Saved data entries ▸
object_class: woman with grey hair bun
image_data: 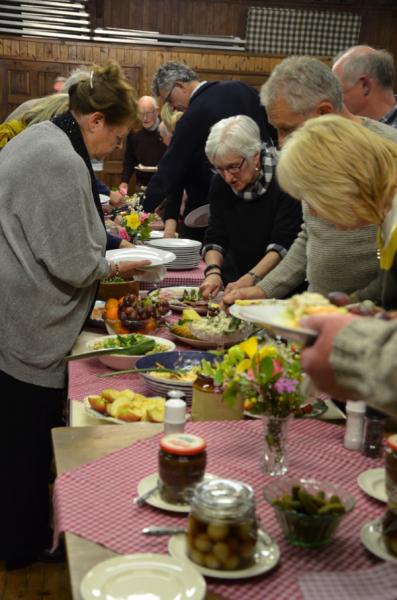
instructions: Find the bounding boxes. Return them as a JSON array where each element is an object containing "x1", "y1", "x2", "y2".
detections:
[{"x1": 200, "y1": 115, "x2": 302, "y2": 299}]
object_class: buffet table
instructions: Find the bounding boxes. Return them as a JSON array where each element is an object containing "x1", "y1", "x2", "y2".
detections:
[{"x1": 52, "y1": 419, "x2": 385, "y2": 600}]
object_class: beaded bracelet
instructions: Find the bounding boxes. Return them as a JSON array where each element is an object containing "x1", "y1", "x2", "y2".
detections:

YOUR OBJECTIVE ▸ In the answer, the entries must appear exactly as above, without the images.

ANSWER AREA ▸
object_class: woman with grey hair bun
image_data: 
instructions: Find the bounding boxes. Return them as a JSON array where each element is an object containing "x1", "y1", "x2", "y2".
detections:
[{"x1": 200, "y1": 115, "x2": 302, "y2": 299}]
object_class: buffet table
instructions: Find the bounding boxes. Return them as a JSON array where each element is an object containing "x1", "y1", "x2", "y2".
detections:
[{"x1": 52, "y1": 419, "x2": 385, "y2": 600}]
object_class: beaded bracelet
instructions: Find the bounding boxes. Return them as a JSON array where each element is an object containing "x1", "y1", "x2", "y2".
detections:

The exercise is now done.